| Textauszug |
######
Tango Transit | 22.09.2023

Neuburger Rundschau | Peter Abspacher
 

Dieser Abend im Birdland ist ungewöhnlich, oft umwerfend, gelegentlich auch (fast zu) ekstatisch in der unbändigen musikalischen Urkraft des Bandleaders und Komponisten Martin Wagner (Akkordeon) und seiner Mitstreiter Hanns Höhn (Bass) und Andreas Neubauer am Schlagzeug. Was vor allem Wagner an wilden Ausbrüchen auf seinen Tasten zu bieten hat, manchmal selbst fortgerissen von seinem improvisatorischen Impetus, lässt sich als der Wahnsinn auf dem Akkordeon beschreiben.

Ungewöhnlich ist nicht nur die Besetzung dieses Trios. Es fehlen Klavier, Saxofon, Trompete, Gitarre. Aber das ist nicht als Defizit zu verstehen, die drei von „Tango Transit“ entfachen ein Feuerwerk im vollbesetzten Birdland-Keller, dass man meinen könnte, das sei eine weit stärker besetzte Combo am Werk. Bass und Schlagzeug sind viel mehr als Rhythmus-Gruppe für den mit verwegenen, nicht selten vogelwilden Soli glänzenden Mann am Akkordeon. Der Kontrabass wird zum Melodieinstrument, Hanns Höhn nimmt die Motive des Bandleaders auf, variiert sie mit Raffinesse und gib den Stab dann an das Akkordeon zurück oder ans Schlagzeug weiter.
######
| Inhalt des Datensatzes |
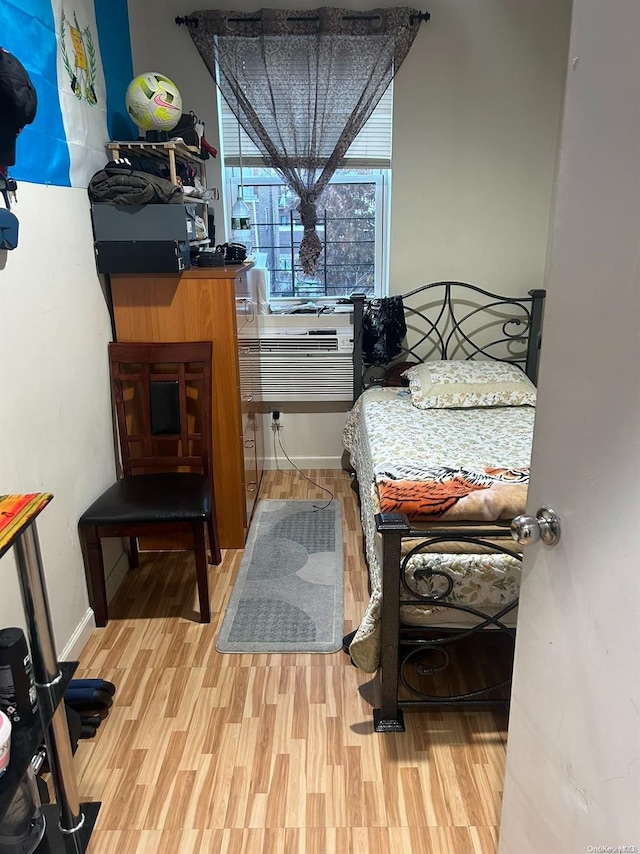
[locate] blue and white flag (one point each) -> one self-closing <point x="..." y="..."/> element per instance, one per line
<point x="78" y="55"/>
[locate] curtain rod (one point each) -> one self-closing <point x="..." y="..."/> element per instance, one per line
<point x="193" y="22"/>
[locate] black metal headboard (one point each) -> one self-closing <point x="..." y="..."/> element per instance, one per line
<point x="456" y="320"/>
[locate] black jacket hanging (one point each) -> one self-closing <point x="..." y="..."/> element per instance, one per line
<point x="383" y="330"/>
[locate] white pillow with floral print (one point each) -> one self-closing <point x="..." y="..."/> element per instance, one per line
<point x="465" y="384"/>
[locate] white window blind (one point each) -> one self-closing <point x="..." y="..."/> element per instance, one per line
<point x="371" y="149"/>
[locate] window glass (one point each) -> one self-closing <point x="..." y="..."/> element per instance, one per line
<point x="351" y="216"/>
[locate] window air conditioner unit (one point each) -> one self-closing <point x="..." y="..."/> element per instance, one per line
<point x="306" y="364"/>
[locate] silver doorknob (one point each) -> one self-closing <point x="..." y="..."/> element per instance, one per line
<point x="545" y="526"/>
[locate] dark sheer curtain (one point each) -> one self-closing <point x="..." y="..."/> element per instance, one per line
<point x="302" y="85"/>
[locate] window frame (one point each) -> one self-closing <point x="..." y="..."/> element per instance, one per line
<point x="380" y="178"/>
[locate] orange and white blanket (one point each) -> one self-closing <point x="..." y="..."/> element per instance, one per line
<point x="445" y="464"/>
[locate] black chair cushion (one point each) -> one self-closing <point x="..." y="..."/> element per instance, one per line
<point x="166" y="497"/>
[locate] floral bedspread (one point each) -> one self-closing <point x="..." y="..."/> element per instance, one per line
<point x="385" y="432"/>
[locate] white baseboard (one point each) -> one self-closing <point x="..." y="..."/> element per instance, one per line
<point x="79" y="638"/>
<point x="303" y="463"/>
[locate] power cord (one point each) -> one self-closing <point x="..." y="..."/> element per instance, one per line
<point x="275" y="424"/>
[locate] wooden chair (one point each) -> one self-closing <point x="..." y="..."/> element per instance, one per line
<point x="162" y="393"/>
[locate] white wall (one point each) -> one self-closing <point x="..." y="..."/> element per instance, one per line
<point x="55" y="422"/>
<point x="477" y="109"/>
<point x="477" y="106"/>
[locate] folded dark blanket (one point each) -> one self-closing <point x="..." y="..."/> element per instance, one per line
<point x="115" y="185"/>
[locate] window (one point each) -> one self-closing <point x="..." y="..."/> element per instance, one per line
<point x="353" y="213"/>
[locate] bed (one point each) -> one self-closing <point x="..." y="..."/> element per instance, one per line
<point x="441" y="466"/>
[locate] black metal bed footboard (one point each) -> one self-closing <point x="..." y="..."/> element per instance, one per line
<point x="411" y="655"/>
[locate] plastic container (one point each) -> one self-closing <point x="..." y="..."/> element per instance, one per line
<point x="5" y="742"/>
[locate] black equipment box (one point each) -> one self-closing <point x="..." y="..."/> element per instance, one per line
<point x="141" y="238"/>
<point x="142" y="256"/>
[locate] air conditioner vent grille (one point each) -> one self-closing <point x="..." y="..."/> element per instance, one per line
<point x="286" y="344"/>
<point x="306" y="367"/>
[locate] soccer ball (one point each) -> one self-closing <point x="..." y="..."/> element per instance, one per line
<point x="153" y="101"/>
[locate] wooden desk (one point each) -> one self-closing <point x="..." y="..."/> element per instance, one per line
<point x="210" y="304"/>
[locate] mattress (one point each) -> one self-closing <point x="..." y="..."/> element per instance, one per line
<point x="386" y="433"/>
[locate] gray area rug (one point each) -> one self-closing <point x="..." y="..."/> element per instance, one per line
<point x="288" y="596"/>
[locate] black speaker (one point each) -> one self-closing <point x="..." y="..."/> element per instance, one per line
<point x="18" y="698"/>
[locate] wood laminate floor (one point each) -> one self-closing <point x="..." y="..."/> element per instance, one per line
<point x="204" y="752"/>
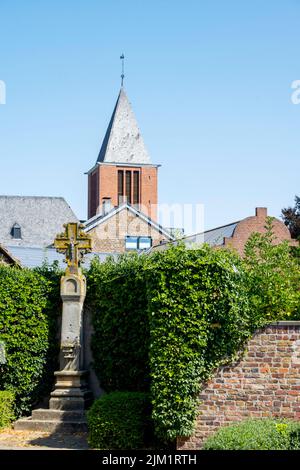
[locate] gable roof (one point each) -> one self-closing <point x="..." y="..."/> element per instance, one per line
<point x="214" y="237"/>
<point x="100" y="218"/>
<point x="40" y="219"/>
<point x="123" y="142"/>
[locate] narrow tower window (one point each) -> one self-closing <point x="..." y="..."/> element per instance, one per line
<point x="136" y="187"/>
<point x="120" y="186"/>
<point x="128" y="187"/>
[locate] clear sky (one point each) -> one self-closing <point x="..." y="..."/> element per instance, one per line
<point x="209" y="81"/>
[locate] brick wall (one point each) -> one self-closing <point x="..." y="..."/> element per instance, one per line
<point x="257" y="223"/>
<point x="264" y="383"/>
<point x="110" y="236"/>
<point x="103" y="183"/>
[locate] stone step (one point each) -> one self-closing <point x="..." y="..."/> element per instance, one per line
<point x="57" y="415"/>
<point x="29" y="424"/>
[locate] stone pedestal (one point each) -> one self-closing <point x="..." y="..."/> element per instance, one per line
<point x="70" y="396"/>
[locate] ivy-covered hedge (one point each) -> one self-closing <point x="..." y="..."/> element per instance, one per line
<point x="199" y="318"/>
<point x="119" y="420"/>
<point x="28" y="322"/>
<point x="6" y="408"/>
<point x="117" y="297"/>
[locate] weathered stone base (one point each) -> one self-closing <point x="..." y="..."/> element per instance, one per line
<point x="67" y="406"/>
<point x="57" y="423"/>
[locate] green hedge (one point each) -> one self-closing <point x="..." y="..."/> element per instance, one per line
<point x="119" y="420"/>
<point x="6" y="408"/>
<point x="199" y="318"/>
<point x="28" y="324"/>
<point x="117" y="297"/>
<point x="267" y="434"/>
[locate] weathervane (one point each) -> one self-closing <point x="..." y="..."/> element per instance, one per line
<point x="122" y="57"/>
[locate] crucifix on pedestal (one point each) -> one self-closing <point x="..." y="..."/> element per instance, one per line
<point x="70" y="396"/>
<point x="70" y="389"/>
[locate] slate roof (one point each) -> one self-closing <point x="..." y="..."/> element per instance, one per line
<point x="123" y="142"/>
<point x="31" y="257"/>
<point x="40" y="219"/>
<point x="7" y="257"/>
<point x="214" y="237"/>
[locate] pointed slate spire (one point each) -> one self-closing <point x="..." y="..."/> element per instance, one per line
<point x="123" y="142"/>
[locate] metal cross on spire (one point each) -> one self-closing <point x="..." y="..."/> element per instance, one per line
<point x="122" y="57"/>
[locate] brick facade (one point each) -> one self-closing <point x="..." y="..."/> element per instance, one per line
<point x="257" y="223"/>
<point x="264" y="383"/>
<point x="109" y="236"/>
<point x="103" y="183"/>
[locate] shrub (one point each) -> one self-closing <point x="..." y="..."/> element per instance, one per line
<point x="273" y="278"/>
<point x="119" y="420"/>
<point x="118" y="301"/>
<point x="266" y="434"/>
<point x="6" y="408"/>
<point x="199" y="318"/>
<point x="27" y="328"/>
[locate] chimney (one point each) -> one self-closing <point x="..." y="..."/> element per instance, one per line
<point x="261" y="212"/>
<point x="106" y="205"/>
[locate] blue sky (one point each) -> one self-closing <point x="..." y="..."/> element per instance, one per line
<point x="209" y="81"/>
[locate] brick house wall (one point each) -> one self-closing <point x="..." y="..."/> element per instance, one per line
<point x="257" y="223"/>
<point x="109" y="236"/>
<point x="264" y="383"/>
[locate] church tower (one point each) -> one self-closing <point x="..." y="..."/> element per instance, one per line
<point x="123" y="172"/>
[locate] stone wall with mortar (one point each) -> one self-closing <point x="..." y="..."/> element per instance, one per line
<point x="264" y="383"/>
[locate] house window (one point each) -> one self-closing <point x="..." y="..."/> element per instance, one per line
<point x="16" y="231"/>
<point x="120" y="187"/>
<point x="136" y="187"/>
<point x="145" y="243"/>
<point x="138" y="243"/>
<point x="128" y="187"/>
<point x="131" y="243"/>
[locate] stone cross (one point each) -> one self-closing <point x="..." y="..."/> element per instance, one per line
<point x="74" y="243"/>
<point x="70" y="392"/>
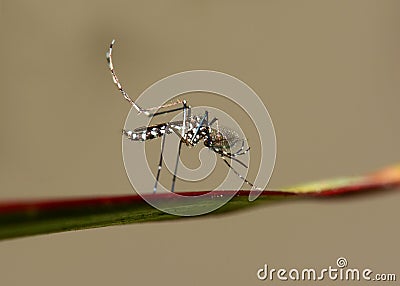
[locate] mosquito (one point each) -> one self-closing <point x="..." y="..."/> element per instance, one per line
<point x="191" y="130"/>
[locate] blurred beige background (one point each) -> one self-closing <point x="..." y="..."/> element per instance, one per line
<point x="328" y="71"/>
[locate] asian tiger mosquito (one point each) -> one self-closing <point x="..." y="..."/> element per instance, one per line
<point x="191" y="130"/>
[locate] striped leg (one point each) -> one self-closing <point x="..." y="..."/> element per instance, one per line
<point x="148" y="112"/>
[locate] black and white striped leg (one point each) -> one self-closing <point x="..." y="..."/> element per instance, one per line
<point x="160" y="162"/>
<point x="176" y="166"/>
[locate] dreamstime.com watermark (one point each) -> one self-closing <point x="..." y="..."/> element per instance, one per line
<point x="340" y="272"/>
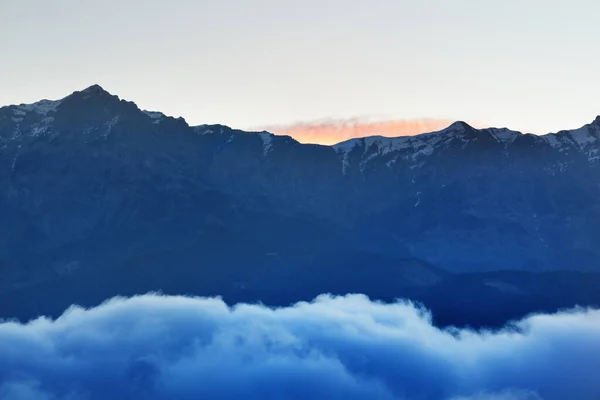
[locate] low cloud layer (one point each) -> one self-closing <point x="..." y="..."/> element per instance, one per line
<point x="335" y="131"/>
<point x="158" y="347"/>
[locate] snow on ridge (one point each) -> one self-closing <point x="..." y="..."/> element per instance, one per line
<point x="41" y="107"/>
<point x="154" y="115"/>
<point x="267" y="139"/>
<point x="503" y="135"/>
<point x="583" y="136"/>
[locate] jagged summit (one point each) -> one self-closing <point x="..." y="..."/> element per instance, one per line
<point x="95" y="88"/>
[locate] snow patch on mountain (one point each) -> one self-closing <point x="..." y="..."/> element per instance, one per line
<point x="267" y="139"/>
<point x="155" y="116"/>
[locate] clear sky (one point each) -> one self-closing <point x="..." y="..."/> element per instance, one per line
<point x="527" y="64"/>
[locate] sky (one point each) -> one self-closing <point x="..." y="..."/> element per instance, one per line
<point x="528" y="65"/>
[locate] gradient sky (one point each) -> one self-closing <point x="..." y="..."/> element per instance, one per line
<point x="532" y="65"/>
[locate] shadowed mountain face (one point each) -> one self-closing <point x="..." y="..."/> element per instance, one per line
<point x="99" y="198"/>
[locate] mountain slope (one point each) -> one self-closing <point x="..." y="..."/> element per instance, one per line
<point x="101" y="198"/>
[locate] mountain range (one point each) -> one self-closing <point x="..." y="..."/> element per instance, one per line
<point x="100" y="198"/>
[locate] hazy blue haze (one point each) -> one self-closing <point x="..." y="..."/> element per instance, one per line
<point x="153" y="347"/>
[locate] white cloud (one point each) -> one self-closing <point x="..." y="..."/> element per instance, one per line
<point x="156" y="347"/>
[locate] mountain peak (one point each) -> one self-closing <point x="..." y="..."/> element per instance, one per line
<point x="95" y="88"/>
<point x="92" y="91"/>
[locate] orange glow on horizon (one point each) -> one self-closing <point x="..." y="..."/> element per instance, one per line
<point x="335" y="131"/>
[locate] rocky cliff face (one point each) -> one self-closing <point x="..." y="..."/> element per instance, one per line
<point x="92" y="187"/>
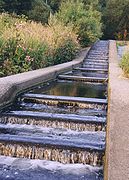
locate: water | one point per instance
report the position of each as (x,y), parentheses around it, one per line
(72,132)
(75,89)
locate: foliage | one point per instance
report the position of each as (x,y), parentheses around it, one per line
(86,22)
(116,19)
(125,64)
(39,12)
(54,4)
(27,45)
(15,6)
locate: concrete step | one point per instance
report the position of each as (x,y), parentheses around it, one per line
(54,145)
(58,110)
(91,70)
(92,66)
(63,101)
(66,121)
(82,78)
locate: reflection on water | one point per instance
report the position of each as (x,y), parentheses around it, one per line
(76,89)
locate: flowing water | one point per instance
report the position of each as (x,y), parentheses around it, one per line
(62,121)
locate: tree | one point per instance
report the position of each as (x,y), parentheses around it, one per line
(86,22)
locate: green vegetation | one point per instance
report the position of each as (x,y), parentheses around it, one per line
(85,20)
(40,33)
(28,45)
(125,64)
(116,19)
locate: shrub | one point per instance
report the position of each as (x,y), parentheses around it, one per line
(85,20)
(125,64)
(28,45)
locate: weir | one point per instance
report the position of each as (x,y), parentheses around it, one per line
(63,120)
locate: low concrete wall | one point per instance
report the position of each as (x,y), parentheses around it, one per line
(10,86)
(117,148)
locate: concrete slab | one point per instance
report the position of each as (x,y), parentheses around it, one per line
(117,155)
(10,86)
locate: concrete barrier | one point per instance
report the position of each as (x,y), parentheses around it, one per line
(11,86)
(117,145)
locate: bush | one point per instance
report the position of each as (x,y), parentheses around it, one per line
(28,45)
(85,20)
(125,64)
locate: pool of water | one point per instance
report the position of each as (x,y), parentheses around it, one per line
(75,89)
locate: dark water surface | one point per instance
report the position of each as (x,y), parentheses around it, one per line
(75,89)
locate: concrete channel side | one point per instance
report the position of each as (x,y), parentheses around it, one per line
######
| Ziel der Übung |
Zitiere aus der Konzertkritik zu Tango Transit die Passage, die bei „Tango Transit |“ beginnt und bei „dem Akkordeon beschreiben.“ endet.

| Antwort zur Übung |
Tango Transit | 22.09.2023

Neuburger Rundschau | Peter Abspacher
 

Dieser Abend im Birdland ist ungewöhnlich, oft umwerfend, gelegentlich auch (fast zu) ekstatisch in der unbändigen musikalischen Urkraft des Bandleaders und Komponisten Martin Wagner (Akkordeon) und seiner Mitstreiter Hanns Höhn (Bass) und Andreas Neubauer am Schlagzeug. Was vor allem Wagner an wilden Ausbrüchen auf seinen Tasten zu bieten hat, manchmal selbst fortgerissen von seinem improvisatorischen Impetus, lässt sich als der Wahnsinn auf dem Akkordeon beschreiben.